- [Task]
Taking the line that contains "Exercise. Locate the concrete" as the first and the final line of the records as the last, write out every line between them exactly, ends included, and nothing else.

- [Saved entries]
[Start of section]
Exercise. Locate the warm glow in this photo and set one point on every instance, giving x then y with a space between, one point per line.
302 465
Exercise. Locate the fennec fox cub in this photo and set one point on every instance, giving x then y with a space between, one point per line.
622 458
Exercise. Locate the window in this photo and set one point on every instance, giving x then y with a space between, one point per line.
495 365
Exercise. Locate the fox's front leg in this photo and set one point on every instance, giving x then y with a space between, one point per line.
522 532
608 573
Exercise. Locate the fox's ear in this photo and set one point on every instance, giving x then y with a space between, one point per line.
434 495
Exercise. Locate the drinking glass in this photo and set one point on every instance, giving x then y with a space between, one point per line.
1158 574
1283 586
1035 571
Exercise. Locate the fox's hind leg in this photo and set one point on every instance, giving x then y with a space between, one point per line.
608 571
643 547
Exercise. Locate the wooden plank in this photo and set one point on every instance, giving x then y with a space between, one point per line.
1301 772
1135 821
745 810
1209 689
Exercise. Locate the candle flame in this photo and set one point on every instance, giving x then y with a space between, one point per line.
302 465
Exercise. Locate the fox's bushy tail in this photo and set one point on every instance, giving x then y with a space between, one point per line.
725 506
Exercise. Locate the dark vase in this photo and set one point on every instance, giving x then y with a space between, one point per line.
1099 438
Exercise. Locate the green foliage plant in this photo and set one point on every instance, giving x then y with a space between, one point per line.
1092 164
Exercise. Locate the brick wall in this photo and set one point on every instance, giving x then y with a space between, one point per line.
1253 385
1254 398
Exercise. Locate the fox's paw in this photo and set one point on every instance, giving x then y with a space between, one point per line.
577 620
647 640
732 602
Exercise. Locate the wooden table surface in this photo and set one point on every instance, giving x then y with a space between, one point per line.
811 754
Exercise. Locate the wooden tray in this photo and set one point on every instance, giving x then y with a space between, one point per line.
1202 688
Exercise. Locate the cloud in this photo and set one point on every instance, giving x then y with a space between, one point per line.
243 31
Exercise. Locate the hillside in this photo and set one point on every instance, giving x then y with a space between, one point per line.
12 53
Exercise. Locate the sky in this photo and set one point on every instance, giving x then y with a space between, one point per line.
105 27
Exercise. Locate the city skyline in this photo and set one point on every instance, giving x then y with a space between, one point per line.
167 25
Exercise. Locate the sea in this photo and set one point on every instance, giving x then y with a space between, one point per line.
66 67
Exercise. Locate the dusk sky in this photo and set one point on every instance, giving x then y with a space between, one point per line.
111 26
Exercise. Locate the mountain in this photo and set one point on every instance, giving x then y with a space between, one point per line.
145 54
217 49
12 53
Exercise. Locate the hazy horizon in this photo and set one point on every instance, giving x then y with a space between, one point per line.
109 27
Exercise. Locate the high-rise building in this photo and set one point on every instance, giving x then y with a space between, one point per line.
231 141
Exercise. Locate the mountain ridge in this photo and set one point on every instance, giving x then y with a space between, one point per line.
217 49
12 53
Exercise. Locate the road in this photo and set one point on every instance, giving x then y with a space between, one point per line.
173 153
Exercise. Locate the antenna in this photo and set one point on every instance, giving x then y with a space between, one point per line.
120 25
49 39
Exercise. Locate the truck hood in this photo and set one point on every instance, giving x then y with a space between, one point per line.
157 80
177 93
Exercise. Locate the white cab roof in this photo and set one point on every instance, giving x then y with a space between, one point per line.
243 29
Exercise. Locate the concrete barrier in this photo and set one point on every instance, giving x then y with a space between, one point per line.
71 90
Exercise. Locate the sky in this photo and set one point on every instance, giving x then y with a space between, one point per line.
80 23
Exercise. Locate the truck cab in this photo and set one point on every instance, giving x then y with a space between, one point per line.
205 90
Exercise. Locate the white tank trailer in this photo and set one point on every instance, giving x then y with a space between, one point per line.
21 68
[End of section]
- [Reply to the exercise]
Exercise. Locate the concrete barrier in this photo and set one point on every instance, giving x then y with a space between, one point per line.
71 90
Exercise. Locate the sky in this photo and set one point on every instance, giving x then y with a space between, one point per line.
80 23
Exercise. Locate the truck cab in this photo and set one point on every instance, giving x then y with a space between, one point per line.
205 90
Exercise. Locate the white tank trailer in this photo and set one point on every instance, giving x then y with a space between, one point per line.
21 68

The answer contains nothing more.